Dataset entries
▬▬▬

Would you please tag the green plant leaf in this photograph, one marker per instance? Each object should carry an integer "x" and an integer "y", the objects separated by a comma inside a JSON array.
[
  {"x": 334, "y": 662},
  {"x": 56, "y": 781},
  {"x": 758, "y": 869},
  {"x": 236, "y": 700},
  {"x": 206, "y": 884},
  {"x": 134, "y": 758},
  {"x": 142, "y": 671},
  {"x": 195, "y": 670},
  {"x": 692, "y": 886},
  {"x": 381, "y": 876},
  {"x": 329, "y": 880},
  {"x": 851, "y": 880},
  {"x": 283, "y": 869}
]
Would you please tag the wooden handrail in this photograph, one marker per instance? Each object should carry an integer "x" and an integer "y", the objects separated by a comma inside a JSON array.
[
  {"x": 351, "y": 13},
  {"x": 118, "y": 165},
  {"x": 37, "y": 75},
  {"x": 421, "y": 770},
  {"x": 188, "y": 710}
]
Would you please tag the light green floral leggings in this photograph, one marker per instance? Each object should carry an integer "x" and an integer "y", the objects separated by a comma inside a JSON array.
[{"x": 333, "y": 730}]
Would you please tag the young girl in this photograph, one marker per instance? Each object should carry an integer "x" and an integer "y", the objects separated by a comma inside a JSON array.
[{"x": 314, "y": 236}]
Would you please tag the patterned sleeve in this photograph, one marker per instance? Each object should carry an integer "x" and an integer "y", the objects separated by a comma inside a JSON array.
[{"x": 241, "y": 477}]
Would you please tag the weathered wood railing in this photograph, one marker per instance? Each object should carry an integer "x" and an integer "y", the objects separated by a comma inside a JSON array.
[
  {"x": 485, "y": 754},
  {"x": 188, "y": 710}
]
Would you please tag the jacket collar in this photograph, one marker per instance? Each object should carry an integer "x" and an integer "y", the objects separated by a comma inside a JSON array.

▬▬▬

▶ **Work instruction**
Restate every record exactly, leaving nothing out.

▶ **Result for this exercise**
Would you please tag the green plant leaf in this photograph, one marker per instance? Each object should carry an integer "x" and an integer "y", the objects separated by a comma inside a JSON array.
[
  {"x": 334, "y": 662},
  {"x": 56, "y": 781},
  {"x": 758, "y": 869},
  {"x": 236, "y": 700},
  {"x": 206, "y": 884},
  {"x": 134, "y": 758},
  {"x": 142, "y": 671},
  {"x": 195, "y": 670},
  {"x": 692, "y": 886},
  {"x": 381, "y": 876},
  {"x": 329, "y": 880},
  {"x": 851, "y": 880},
  {"x": 283, "y": 869}
]
Would you please tag the wooden handrail in this photograph, one marker per instance? Each object should carry an integer "x" and an integer "y", the objects separated by a comma inside a JSON array.
[
  {"x": 351, "y": 13},
  {"x": 118, "y": 165},
  {"x": 37, "y": 75},
  {"x": 421, "y": 770},
  {"x": 188, "y": 710}
]
Would you please tag the light green floral leggings in this photograph, one marker per instance? Each object should carry an integer "x" and an integer "y", the objects separated by a comma inside a JSON array.
[{"x": 333, "y": 730}]
Would you please tag the young girl in this photograph, one marker per instance? Each object should carry an integer "x" and an integer "y", the objects separated by a comma inside a JSON array.
[{"x": 314, "y": 236}]
Would you please tag the patterned sleeve in this photograph, one marker per instance? Each object should carry an integer "x" and an integer "y", the objects separated by a comma inside a JSON array.
[{"x": 241, "y": 477}]
Would you please tag the weathered wood railing in this photograph, one marker per instance? Each object should carry an integer "x" and an integer "y", the objects separated by a comma inside a JSON array.
[
  {"x": 485, "y": 754},
  {"x": 188, "y": 710}
]
Would you please tag the jacket collar in this photograph, one marker per instance? Each object should carry an integer "x" and an integer "y", the objects separated by a comma inside a JSON array.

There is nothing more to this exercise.